**WHAT YOU HAVE TO DO:** The only acceptable output is every entry, printed exactly.

**RECORDS PROVIDED:**
◇ ◇ ◇ ◇ ◇ ◇ ◇
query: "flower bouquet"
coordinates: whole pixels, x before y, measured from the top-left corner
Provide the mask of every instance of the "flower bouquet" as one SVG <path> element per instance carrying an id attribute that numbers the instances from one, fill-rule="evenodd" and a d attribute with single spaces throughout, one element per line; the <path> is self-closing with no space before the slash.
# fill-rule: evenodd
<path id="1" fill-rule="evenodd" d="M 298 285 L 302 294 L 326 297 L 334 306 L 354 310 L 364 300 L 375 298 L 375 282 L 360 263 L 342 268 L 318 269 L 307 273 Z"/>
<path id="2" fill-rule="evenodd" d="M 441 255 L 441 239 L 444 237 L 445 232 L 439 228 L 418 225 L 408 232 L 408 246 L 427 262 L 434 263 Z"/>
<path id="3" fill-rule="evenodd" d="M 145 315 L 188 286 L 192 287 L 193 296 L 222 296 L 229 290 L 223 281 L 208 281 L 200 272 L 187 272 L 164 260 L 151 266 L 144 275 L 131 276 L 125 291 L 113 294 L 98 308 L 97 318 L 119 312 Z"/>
◇ ◇ ◇ ◇ ◇ ◇ ◇
**RESULT FOR THIS EXERCISE:**
query: "flower bouquet"
coordinates: whole pixels, x before y, measured from the top-left corner
Provide the mask of every instance of the "flower bouquet" as one SVG <path> element per instance carrying an id attribute that numbers the instances from one, fill-rule="evenodd" and a d attribute with single spaces throughout, one element per line; the <path> is self-closing with no space before the slash.
# fill-rule: evenodd
<path id="1" fill-rule="evenodd" d="M 298 285 L 302 294 L 326 297 L 334 306 L 354 310 L 364 300 L 375 298 L 375 282 L 360 263 L 342 268 L 318 269 L 307 273 Z"/>
<path id="2" fill-rule="evenodd" d="M 441 255 L 441 239 L 444 237 L 445 232 L 439 228 L 418 225 L 408 232 L 408 246 L 427 262 L 434 263 Z"/>
<path id="3" fill-rule="evenodd" d="M 145 315 L 188 286 L 192 287 L 193 296 L 222 296 L 229 290 L 223 281 L 208 281 L 200 272 L 187 272 L 164 260 L 151 266 L 144 275 L 131 276 L 125 291 L 113 294 L 98 308 L 97 318 L 119 312 Z"/>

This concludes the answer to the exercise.